BEGIN Selected passage

He loved us then. He loves us still.
The kernel of wheat must fall into the earth and die. How well our Lord Himself was aware of that. There is no other name under heaven whereby we can be saved. There is no other way of salvation than that the Captain of our salvation passes through death into life to lead His many sons into glory. The prophet Isaiah had foretold that God would make His soul an offering for sin; yet through this offering He would see His seed. God had promised to prolong His days into endless eternity, and the pleasure of the Lord would prosper at His hand. (Isaiah 53:10)
Triumphantly we cry: “But now is Christ risen from the dead, and is become the Firstfruits of those who sleep.” (I Cor. 15:20)
As the coming of the wisemen served as a sign of Christ’s birth, so the coming of the Greeks was a harbinger of His death.
To us it would appear as if they had arrived a bit early. Scripture does not inform us whether Jesus spoke with them or not. One would be inclined to interpret the answer of Jesus to Philip to mean: Tell these Greeks that all is well, but they must be patient a little longer. To see Jesus now would be but to see the Man of Sorrows, the Suffering Servant, the Seed that must still be planted in the earth. How would they ever be able to understand that He is the Savior, made perfect through death, especially if His own intimates disciples did not understand. Yet their inquiry is eagerly received, for it is the signal from heaven that the hour is come when God will glorify Himself by taking His obedient Servant into glory.

END Selected passage

Exercise description: Type out the passage on the kernel of wheat between "The kernel of" and "hand. (Isaiah 53:10)", inclusive. The items that come next are separate from the passage.

BEGIN Data excerpts

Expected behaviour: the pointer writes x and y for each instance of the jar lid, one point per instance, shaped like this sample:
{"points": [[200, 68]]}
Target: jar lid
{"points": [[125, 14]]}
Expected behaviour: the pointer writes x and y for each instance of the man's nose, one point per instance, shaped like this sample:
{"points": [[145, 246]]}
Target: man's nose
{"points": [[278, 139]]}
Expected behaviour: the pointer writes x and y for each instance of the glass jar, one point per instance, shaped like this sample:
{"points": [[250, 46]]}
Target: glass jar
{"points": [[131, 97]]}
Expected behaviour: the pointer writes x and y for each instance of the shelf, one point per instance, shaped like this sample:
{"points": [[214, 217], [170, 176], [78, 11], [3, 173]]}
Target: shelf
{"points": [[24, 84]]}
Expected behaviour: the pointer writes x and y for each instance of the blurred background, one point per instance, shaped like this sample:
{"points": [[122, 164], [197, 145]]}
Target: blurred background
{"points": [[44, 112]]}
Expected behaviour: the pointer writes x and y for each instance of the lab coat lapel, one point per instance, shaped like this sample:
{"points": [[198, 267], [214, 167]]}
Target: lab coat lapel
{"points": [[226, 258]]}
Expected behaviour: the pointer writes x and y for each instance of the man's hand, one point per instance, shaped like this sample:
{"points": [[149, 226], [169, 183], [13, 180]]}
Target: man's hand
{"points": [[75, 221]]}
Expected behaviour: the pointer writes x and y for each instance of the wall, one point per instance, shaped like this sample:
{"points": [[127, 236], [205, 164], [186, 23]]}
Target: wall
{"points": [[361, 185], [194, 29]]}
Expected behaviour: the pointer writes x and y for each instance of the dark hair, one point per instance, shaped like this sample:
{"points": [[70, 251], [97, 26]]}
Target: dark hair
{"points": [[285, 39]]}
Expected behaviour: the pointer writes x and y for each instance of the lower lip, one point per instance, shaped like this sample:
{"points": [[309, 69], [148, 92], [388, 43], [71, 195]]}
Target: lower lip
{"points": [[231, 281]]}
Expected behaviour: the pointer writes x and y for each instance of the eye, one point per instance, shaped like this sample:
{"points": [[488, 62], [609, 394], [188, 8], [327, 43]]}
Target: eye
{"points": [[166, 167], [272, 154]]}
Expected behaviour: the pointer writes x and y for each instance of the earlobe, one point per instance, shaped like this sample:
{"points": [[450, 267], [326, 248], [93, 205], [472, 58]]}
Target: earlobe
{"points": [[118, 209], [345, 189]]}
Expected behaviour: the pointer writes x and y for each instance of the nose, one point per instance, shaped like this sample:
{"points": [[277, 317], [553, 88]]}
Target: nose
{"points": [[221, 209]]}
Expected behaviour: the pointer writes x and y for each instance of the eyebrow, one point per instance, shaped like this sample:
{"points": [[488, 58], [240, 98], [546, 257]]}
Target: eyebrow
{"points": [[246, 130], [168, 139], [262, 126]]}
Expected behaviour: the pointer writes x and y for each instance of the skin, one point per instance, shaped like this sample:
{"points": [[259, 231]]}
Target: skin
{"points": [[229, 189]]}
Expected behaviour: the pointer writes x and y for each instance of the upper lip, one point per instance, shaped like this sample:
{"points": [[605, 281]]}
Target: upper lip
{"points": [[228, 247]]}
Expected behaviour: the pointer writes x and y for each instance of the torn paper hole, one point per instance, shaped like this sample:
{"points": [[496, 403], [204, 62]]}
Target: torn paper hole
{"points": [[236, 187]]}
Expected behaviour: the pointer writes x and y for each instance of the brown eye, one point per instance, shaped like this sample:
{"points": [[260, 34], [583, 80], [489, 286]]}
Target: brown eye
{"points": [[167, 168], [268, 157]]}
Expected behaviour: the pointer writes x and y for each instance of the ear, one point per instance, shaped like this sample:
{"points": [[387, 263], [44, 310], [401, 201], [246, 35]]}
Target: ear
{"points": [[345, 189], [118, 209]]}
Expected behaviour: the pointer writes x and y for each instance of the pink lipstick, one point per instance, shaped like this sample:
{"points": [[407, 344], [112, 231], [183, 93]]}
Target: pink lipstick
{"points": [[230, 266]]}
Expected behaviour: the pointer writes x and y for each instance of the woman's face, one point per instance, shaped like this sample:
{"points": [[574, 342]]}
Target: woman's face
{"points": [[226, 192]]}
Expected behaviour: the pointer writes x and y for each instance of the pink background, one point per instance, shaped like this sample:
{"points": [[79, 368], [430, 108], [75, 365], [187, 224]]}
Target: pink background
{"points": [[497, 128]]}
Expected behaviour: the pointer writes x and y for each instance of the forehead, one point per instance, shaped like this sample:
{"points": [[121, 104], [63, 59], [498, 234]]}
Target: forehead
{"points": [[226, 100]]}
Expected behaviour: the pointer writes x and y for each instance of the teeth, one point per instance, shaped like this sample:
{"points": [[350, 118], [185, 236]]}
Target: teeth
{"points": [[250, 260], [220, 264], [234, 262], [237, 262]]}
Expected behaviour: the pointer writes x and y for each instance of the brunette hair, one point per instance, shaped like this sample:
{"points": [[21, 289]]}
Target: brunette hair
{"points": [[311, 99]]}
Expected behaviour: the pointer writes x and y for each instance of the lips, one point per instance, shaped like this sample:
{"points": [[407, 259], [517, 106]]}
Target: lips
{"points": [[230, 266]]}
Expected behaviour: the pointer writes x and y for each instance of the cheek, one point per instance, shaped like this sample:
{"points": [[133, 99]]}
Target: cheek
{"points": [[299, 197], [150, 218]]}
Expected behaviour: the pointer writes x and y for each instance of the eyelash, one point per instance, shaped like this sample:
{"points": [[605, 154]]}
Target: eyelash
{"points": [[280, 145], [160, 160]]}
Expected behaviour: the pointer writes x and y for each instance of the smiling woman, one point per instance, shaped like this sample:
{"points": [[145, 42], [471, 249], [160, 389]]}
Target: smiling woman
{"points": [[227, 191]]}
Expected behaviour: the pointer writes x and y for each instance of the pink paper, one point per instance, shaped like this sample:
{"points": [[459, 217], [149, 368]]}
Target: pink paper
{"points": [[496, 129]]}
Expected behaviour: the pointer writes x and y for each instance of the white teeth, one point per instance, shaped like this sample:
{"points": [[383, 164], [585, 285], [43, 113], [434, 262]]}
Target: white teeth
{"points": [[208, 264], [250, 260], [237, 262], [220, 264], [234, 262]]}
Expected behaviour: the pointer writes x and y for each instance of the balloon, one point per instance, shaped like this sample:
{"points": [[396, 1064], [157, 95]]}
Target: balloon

END Data excerpts

Your response:
The kernel of wheat must fall into the earth and die. How well our Lord Himself was aware of that. There is no other name under heaven whereby we can be saved. There is no other way of salvation than that the Captain of our salvation passes through death into life to lead His many sons into glory. The prophet Isaiah had foretold that God would make His soul an offering for sin; yet through this offering He would see His seed. God had promised to prolong His days into endless eternity, and the pleasure of the Lord would prosper at His hand. (Isaiah 53:10)